[Named-object pointing rows]
◆ ◆ ◆ ◆ ◆ ◆ ◆
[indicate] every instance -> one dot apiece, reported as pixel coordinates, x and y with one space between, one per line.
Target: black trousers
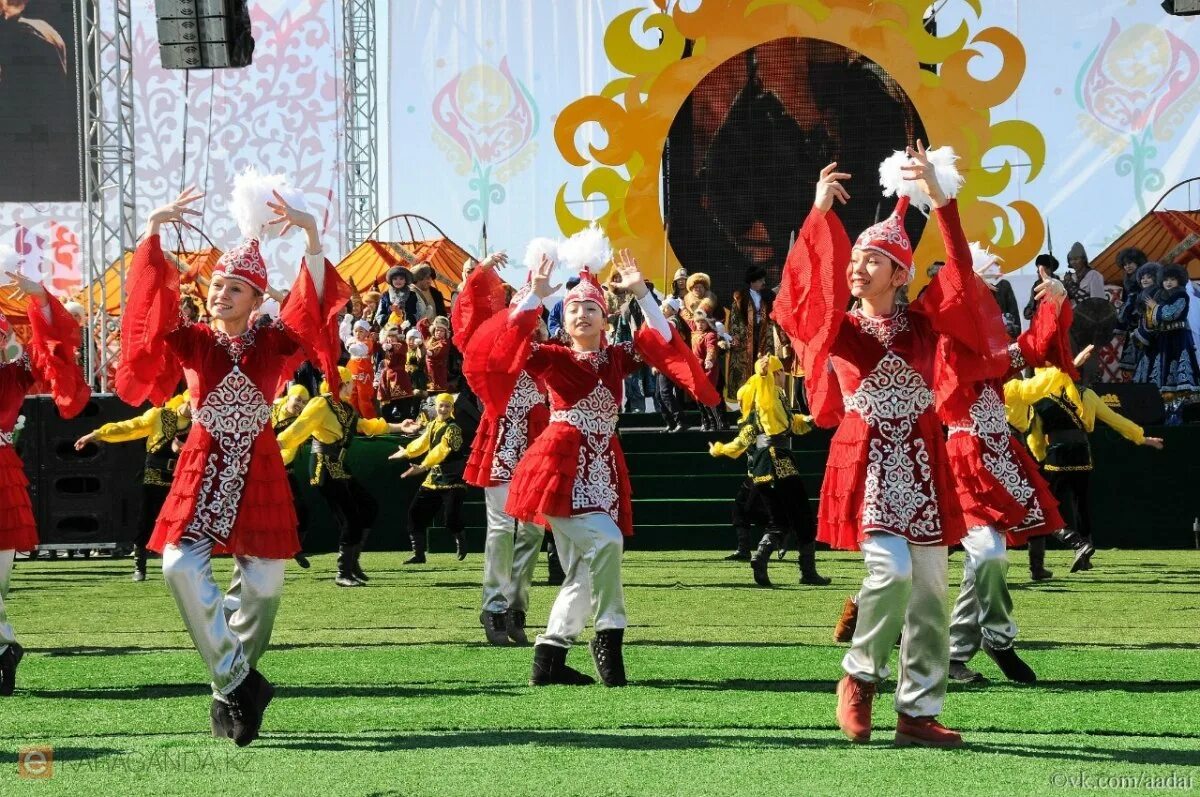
781 507
667 394
425 508
354 508
300 508
1072 489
◆ ◆ ◆ ◆ ◆ ◆ ◆
**EXERCISE:**
Reproduce the rows, substituting "point" for "dot" and keeping everything else unchanged. Omit the pictures from your answer.

**CORRECT RESPONSE:**
[indicate] every instance -> one point apiece, reported as pixel coordinates, x and y with one space between, one per line.
Target: black trousers
781 507
667 394
425 508
354 508
300 508
1072 489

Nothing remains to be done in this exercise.